● What is expected
Return the data exactly, apart from leaving out the pictures.

■ ■ ■ ■ ■

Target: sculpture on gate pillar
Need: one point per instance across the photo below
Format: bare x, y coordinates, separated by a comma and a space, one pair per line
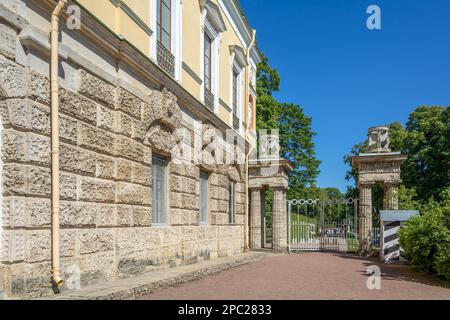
379, 139
379, 166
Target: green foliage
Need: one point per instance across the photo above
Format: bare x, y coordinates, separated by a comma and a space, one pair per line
268, 79
428, 145
426, 239
296, 135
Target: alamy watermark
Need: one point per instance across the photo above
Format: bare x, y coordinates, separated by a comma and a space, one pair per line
374, 20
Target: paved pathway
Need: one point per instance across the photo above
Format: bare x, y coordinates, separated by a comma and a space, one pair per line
308, 276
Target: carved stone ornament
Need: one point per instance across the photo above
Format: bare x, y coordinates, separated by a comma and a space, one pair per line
379, 139
160, 119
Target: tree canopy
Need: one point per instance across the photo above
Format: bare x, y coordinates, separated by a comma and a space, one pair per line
296, 135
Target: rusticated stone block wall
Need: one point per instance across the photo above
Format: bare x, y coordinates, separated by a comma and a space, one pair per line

■ ■ ■ ■ ■

● Problem solution
Target: sculpture on gate pillar
Need: one point per instance across the photo below
Format: bare x, y coordinates, separated by a comma and a space, one pair per line
379, 139
379, 166
Target: green foliage
Need: one point per instance across the photo above
Format: bare x, y coordinates, separated by a comma and a space, one pair per line
268, 79
428, 145
426, 239
296, 135
Target: alamy watermark
Need: one point per instance across the photo above
Format: bare x, y coordinates, separated by a comma and a space, one pair per line
374, 20
Target: paved pathway
Need: one point per instance across the photo above
Format: bare x, y coordinates, separated by a comma and a space, one pair per line
308, 276
Target: carved stone ornament
Need: one point per instance across the photo above
Format: bare x, y coordinates, separated by a comma and a space, one pair per line
379, 139
160, 119
Target: tree canopy
Need: one point per instance across the photo above
Format: bare x, y coordinates, separated by a comma and a space, one pair per line
296, 135
Target: rusticated stone block wall
Need: one point per instance across the photo above
Format: bare x, y coordinates, separated by a comma and a space, one pair per line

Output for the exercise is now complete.